== Document ==
——

Pasted image 20241106213129.png

U-Nets are a special type of neural network developed for (Semantic) Image Segmentation. The network is based on a convolutional neural network.

The network consists of:

An encoder part: Left side
This path consists of successive convolutions and pooling layers.
Purpose: Capture contextual information (meaning behind pixels) from the image by reducing its spatial dimensions.
Bottleneck: The deepest layer at the bottom. The image has been downsampled to its fullest extent and its contextual features are fully encoded. We expect high level information to be encoded here.
Decoder: Right side of the network
This path uses upsampling layers to reconstruct an image (usually a segmentation mask) to the original size of the input image.
Skip connections: A skip connection, bridging a path between the encoder and decoder part of the network. It allows the decoder to rely not only on compressed features, but also on the more raw data.
*Feeds the output of one layer as the input to a further layer.

Input: Images. Each pixel is classified.
Output: Segmentation mask.

Details: Encoder

Each block is composed of:

First Convolutional Layer
Second Convolutional Layer
Maxpooling Layer

The amount of these blocks is a hyperparameter.

we divide the output of the convolutions and the one from the maxpool are both important (for skip connections). This division is encapsulated in classes

class DoubleConv(nn.Module):  
    def __init__(self, in_channels, out_channels):  
        super().__init__()  
        self.conv_op = nn.Sequential(  
            nn.Conv2d(in_channels, out_channels, kernel_size=3, padding=1),
            nn.BatchNorm2d(out_channels),  
            nn.ReLU(inplace=True),  
            nn.Conv2d(out_channels, out_channels, kernel_size=3, padding=1),
            nn.BatchNorm2d(out_channels),
            nn.ReLU(inplace=True)  
        )  
  
    def forward(self, x):
        return self.conv_op(x)

class DownSample(nn.Module):  
    def __init__(self, in_channels, out_channels):  
        super().__init__()  
        self.conv = DoubleConv(in_channels, out_channels)  
        self.pool = nn.MaxPool2d(kernel_size=2, stride=2)  
  
    def forward(self, x):  
        down = self.conv(x)  
        p = self.pool(down)  
  
        return down, p

Downsample encapsulates an entire block

What is a channel here?

See convolutional neural network
For an RGB image: 3 input Channels (red + green + blue)
A convolutional layer is composed of filters. Each filter is applied on the entire input. While encoding, we decrease the "image size", while increasing the amount of channels. Each channel encodes a certain detail, an information that helps us reconstruct the mask. These details go from low level to very high level/abstract.
Example: Lines detected -> Shapes detected -> tree detected -> acorn detected

Details: Decoder

Notice how the amount of channels decreases.

class UpSample(nn.Module):  
    def __init__(self, in_channels, out_channels):  
        super().__init__()

——

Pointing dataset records
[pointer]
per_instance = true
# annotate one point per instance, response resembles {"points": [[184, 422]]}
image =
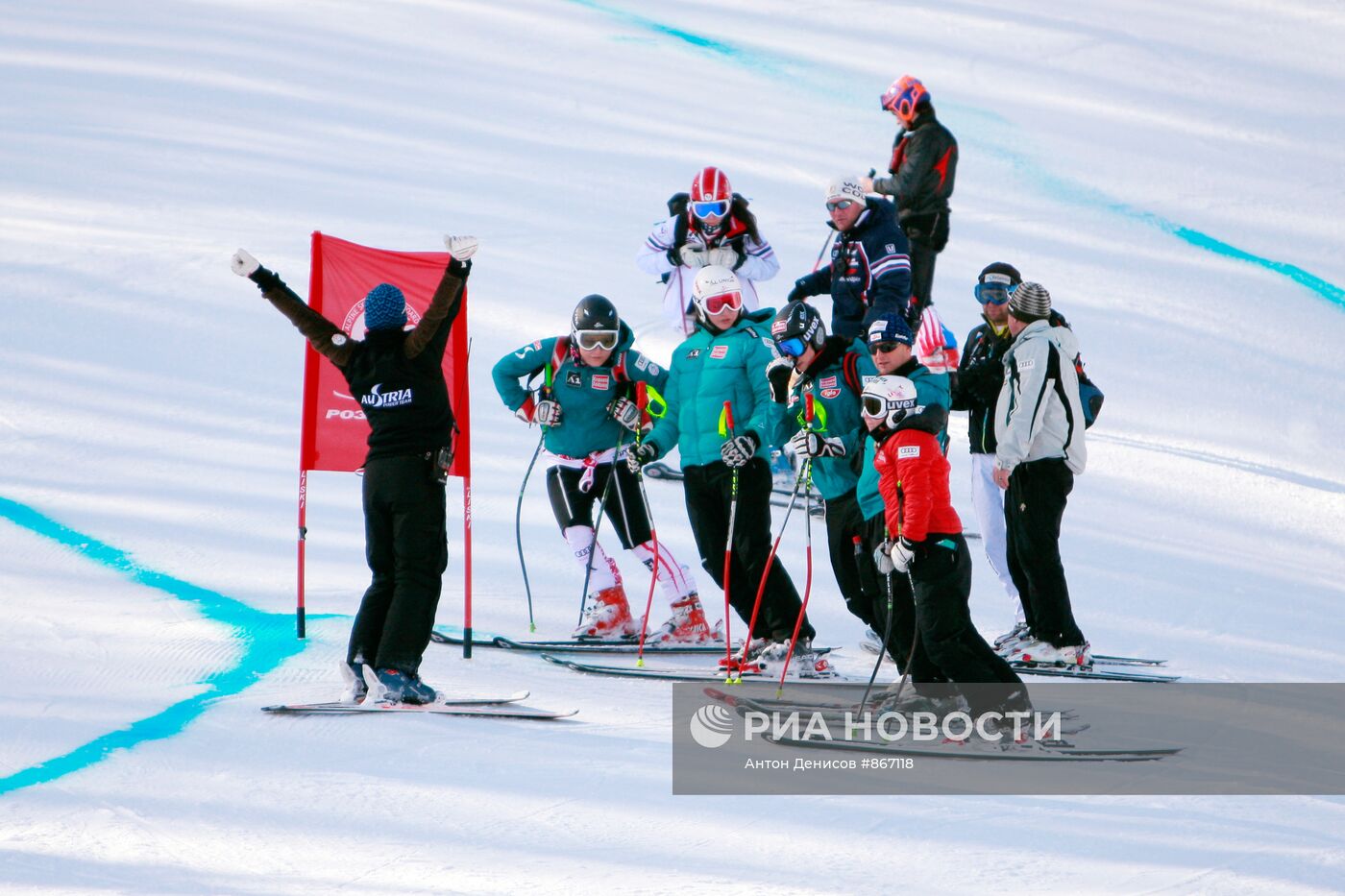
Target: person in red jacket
{"points": [[924, 541]]}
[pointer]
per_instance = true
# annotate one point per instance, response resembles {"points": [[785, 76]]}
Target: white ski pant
{"points": [[989, 502]]}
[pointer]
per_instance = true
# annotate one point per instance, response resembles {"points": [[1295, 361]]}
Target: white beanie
{"points": [[846, 187]]}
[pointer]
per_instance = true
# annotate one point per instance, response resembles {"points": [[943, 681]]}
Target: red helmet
{"points": [[904, 97], [710, 187]]}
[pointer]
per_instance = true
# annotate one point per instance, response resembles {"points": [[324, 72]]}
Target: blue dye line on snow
{"points": [[777, 64], [265, 641]]}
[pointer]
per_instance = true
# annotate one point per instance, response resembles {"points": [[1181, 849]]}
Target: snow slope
{"points": [[1172, 174]]}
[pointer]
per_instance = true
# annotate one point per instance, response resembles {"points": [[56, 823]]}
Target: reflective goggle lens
{"points": [[994, 294], [591, 339], [723, 302], [874, 406], [708, 208]]}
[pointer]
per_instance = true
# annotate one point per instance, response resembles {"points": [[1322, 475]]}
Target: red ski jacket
{"points": [[914, 480]]}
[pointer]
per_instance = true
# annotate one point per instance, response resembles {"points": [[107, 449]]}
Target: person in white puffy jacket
{"points": [[710, 225], [1039, 449]]}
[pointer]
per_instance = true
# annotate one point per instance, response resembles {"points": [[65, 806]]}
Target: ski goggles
{"points": [[710, 208], [721, 303], [591, 339], [874, 406], [994, 294]]}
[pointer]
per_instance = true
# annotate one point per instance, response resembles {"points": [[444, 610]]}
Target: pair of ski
{"points": [[780, 496], [1053, 751]]}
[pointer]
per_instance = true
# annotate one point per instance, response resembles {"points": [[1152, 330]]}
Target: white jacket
{"points": [[757, 264], [1039, 413]]}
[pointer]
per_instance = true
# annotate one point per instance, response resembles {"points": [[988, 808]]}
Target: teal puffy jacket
{"points": [[836, 381], [709, 369], [931, 390], [582, 392]]}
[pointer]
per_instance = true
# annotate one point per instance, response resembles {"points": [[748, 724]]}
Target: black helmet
{"points": [[796, 327], [595, 323]]}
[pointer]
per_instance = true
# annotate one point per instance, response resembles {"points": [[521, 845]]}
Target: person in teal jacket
{"points": [[588, 413], [891, 348], [722, 365], [830, 373]]}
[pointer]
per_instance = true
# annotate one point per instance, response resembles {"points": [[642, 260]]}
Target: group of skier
{"points": [[864, 410]]}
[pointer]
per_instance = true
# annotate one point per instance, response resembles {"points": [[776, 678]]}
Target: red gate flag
{"points": [[333, 429], [333, 426]]}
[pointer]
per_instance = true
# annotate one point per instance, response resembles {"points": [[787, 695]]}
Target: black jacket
{"points": [[869, 274], [923, 167], [977, 385], [396, 375]]}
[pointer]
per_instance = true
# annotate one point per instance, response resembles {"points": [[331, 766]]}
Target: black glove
{"points": [[639, 455], [737, 452], [779, 372]]}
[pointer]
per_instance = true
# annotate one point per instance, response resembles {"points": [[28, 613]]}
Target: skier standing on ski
{"points": [[588, 417], [891, 348], [975, 390], [923, 166], [924, 541], [710, 225], [410, 446], [1039, 449], [870, 272], [829, 372], [723, 362]]}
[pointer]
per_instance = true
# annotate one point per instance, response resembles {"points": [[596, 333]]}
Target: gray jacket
{"points": [[1039, 413]]}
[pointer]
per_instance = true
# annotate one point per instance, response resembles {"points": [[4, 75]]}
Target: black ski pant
{"points": [[844, 526], [406, 546], [923, 257], [900, 642], [624, 503], [1033, 509], [942, 576], [709, 492]]}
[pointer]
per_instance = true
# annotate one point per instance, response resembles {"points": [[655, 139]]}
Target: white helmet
{"points": [[846, 187], [890, 400], [710, 282]]}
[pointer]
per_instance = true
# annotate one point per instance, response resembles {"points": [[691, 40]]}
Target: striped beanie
{"points": [[385, 308], [1029, 302]]}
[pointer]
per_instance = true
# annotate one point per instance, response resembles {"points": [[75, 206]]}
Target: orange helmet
{"points": [[904, 97]]}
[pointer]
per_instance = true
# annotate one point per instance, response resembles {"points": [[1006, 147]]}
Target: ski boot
{"points": [[607, 617], [688, 626], [396, 687]]}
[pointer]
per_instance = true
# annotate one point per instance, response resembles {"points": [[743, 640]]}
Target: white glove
{"points": [[737, 452], [548, 413], [639, 455], [896, 556], [244, 264], [881, 560], [813, 444], [722, 255], [625, 412], [461, 248], [693, 257]]}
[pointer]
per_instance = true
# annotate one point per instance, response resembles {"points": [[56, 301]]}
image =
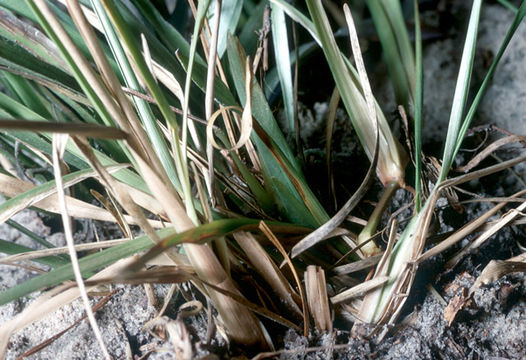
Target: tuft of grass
{"points": [[183, 137]]}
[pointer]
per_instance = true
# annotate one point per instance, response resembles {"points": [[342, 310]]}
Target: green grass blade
{"points": [[10, 248], [91, 263], [143, 108], [283, 62], [230, 14], [521, 13], [27, 199], [390, 166], [398, 55], [419, 103], [461, 90]]}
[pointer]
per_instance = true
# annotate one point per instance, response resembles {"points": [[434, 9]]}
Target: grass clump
{"points": [[182, 137]]}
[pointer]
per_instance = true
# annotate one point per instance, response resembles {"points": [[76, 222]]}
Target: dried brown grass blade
{"points": [[59, 147], [317, 298], [35, 349], [359, 290], [489, 149], [82, 129], [503, 221], [11, 187], [264, 265], [321, 233], [51, 301], [467, 229], [497, 269], [270, 235]]}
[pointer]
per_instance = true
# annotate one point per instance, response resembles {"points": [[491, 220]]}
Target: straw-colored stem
{"points": [[368, 231]]}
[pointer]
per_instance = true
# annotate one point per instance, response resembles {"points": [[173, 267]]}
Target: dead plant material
{"points": [[497, 269], [316, 289], [35, 349], [489, 149], [458, 302]]}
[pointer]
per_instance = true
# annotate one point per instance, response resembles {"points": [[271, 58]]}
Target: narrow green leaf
{"points": [[10, 248], [461, 90], [283, 62]]}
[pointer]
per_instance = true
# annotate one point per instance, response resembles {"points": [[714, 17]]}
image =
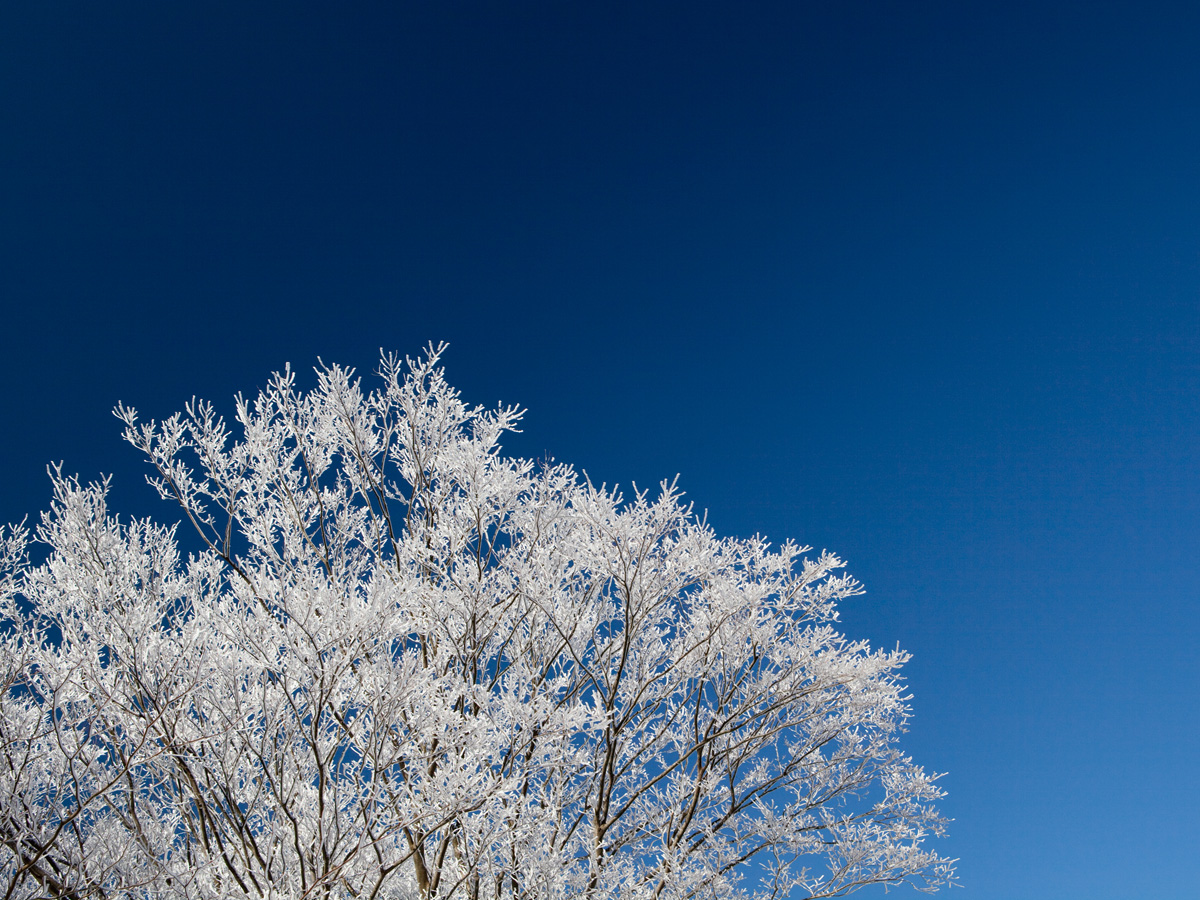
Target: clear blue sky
{"points": [[916, 282]]}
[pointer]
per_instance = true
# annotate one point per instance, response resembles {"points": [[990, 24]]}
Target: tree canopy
{"points": [[405, 665]]}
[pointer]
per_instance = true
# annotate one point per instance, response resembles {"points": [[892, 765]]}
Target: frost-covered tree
{"points": [[405, 665]]}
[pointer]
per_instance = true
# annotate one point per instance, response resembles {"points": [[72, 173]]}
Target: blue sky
{"points": [[918, 283]]}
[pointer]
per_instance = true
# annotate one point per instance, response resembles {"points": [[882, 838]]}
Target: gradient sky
{"points": [[915, 282]]}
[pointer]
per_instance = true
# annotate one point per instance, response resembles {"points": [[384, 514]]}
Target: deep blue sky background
{"points": [[916, 282]]}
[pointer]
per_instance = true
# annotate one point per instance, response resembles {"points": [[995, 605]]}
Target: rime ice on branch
{"points": [[408, 666]]}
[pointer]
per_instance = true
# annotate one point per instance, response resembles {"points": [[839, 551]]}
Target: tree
{"points": [[405, 665]]}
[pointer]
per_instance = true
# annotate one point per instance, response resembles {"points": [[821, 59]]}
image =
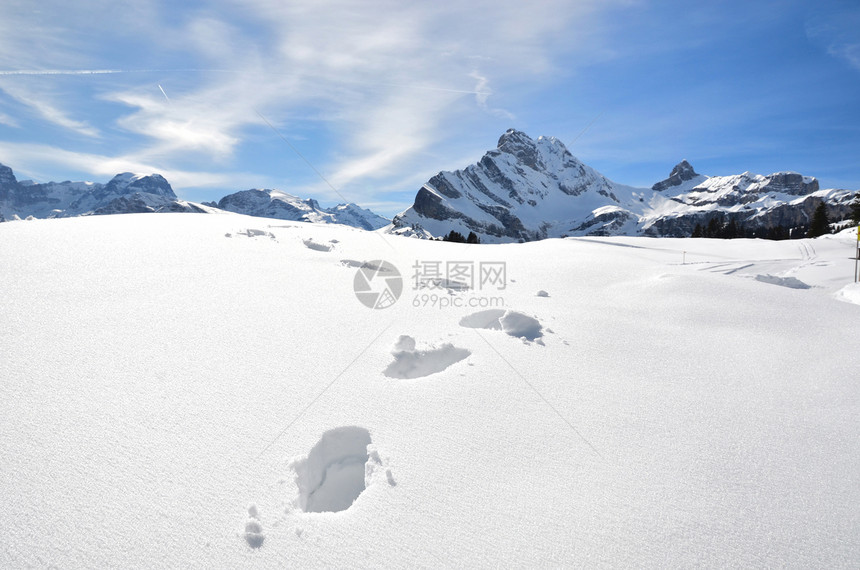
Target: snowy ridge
{"points": [[528, 189], [128, 193], [280, 205], [124, 193]]}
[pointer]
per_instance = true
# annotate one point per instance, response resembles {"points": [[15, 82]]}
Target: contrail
{"points": [[12, 72], [61, 71]]}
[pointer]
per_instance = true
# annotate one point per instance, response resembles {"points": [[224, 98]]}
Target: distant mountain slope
{"points": [[136, 193], [283, 206], [533, 189], [124, 193]]}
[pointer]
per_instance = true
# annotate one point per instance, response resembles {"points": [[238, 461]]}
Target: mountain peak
{"points": [[682, 172]]}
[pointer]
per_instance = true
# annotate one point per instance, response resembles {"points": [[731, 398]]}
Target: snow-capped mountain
{"points": [[137, 193], [124, 193], [533, 189], [283, 206]]}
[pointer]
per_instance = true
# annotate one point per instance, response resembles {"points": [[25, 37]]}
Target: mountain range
{"points": [[136, 193], [527, 190], [523, 190]]}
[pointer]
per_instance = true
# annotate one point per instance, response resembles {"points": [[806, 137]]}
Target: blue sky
{"points": [[380, 96]]}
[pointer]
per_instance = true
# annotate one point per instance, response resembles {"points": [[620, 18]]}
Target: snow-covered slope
{"points": [[209, 392], [521, 191], [125, 193], [532, 189], [283, 206]]}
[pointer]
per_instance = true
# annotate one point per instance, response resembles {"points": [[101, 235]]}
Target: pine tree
{"points": [[820, 223]]}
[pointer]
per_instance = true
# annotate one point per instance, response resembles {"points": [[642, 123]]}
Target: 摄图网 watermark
{"points": [[378, 284]]}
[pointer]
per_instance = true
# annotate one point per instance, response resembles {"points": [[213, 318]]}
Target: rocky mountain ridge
{"points": [[527, 189], [135, 193]]}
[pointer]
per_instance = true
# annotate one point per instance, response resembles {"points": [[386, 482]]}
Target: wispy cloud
{"points": [[50, 111], [837, 29], [385, 82]]}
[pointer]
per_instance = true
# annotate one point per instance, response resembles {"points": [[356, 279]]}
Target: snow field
{"points": [[159, 377]]}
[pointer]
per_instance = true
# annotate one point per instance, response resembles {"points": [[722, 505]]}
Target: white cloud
{"points": [[384, 81], [38, 101], [837, 29]]}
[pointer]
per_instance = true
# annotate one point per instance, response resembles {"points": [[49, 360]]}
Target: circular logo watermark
{"points": [[377, 284]]}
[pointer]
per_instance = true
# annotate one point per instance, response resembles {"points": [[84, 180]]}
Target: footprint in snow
{"points": [[412, 363], [316, 246], [513, 323], [338, 469], [253, 529]]}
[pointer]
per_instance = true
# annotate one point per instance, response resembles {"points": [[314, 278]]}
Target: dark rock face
{"points": [[141, 202], [790, 183], [507, 193], [127, 183], [682, 172]]}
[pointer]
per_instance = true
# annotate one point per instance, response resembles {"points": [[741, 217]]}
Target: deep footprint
{"points": [[411, 363], [332, 476], [513, 323]]}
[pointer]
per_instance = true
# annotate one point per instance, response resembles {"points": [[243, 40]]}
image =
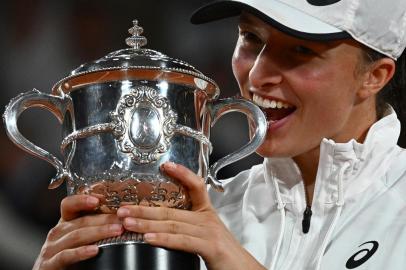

——

== Task requirements ==
A. Find every line in the listing that contains the string "watermark" and copy each one.
B. Go on with the U-Net notes from the point where they stop.

== Solved tasks ==
A.
Target: 摄图网 watermark
Target: circular logo watermark

B.
        self.up = nn.ConvTranspose2d(in_channels, in_channels//2, kernel_size=2, stride=2)
        self.conv = DoubleConv(in_channels, out_channels)
  
    def forward(self, x1, x2):
        x1 = self.up(x1)
        x = torch.cat([x1, x2], 1)
        return self.conv(x)

Details: skip connections

Full implementation

class UNet(nn.Module):  
    def __init__(self, in_channels, num_classes):  
        super().__init__()  
        self.down_convolution_1 = DownSample(in_channels, 64)  
        self.down_convolution_2 = DownSample(64, 128)  
        self.down_convolution_3 = DownSample(128, 256)  
        self.down_convolution_4 = DownSample(256, 512)  
  
        self.bottle_neck = DoubleConv(512, 1024)  
  
        self.up_convolution_1 = UpSample(1024, 512)  
        self.up_convolution_2 = UpSample(512, 256)  
        self.up_convolution_3 = UpSample(256, 128)  
        self.up_convolution_4 = UpSample(128, 64)  
  
        self.out = nn.Conv2d(in_channels=64, out_channels=num_classes, kernel_size=1)
  
    def forward(self, x):  
        down_1, p1 = self.down_convolution_1(x)  
        down_2, p2 = self.down_convolution_2(p1)  
        down_3, p3 = self.down_convolution_3(p2)  
        down_4, p4 = self.down_convolution_4(p3)  
  
        b = self.bottle_neck(p4)  
  
        up_1 = self.up_convolution_1(b, down_4)  
        up_2 = self.up_convolution_2(up_1, down_3)  
        up_3 = self.up_convolution_3(up_2, down_2)  
        up_4 = self.up_convolution_4(up_3, down_1)  
  
        out = self.out(up_4)
        out = torch.sigmoid(out)
        return out

Notice the {python}out = torch.sigmoid(out)line, which is used on binary problems. Use something else if it is not a binary problem.

model = UNet(in_channels = 3, num_classes = 1)

# example input
input = np.random.randint(size=(256, 256))
input = input[None, None, :, :] # batch_size, input_channels, x_dim, y_dim
input = torch.tensor(input, dtype=torch.float32)

output = model(input)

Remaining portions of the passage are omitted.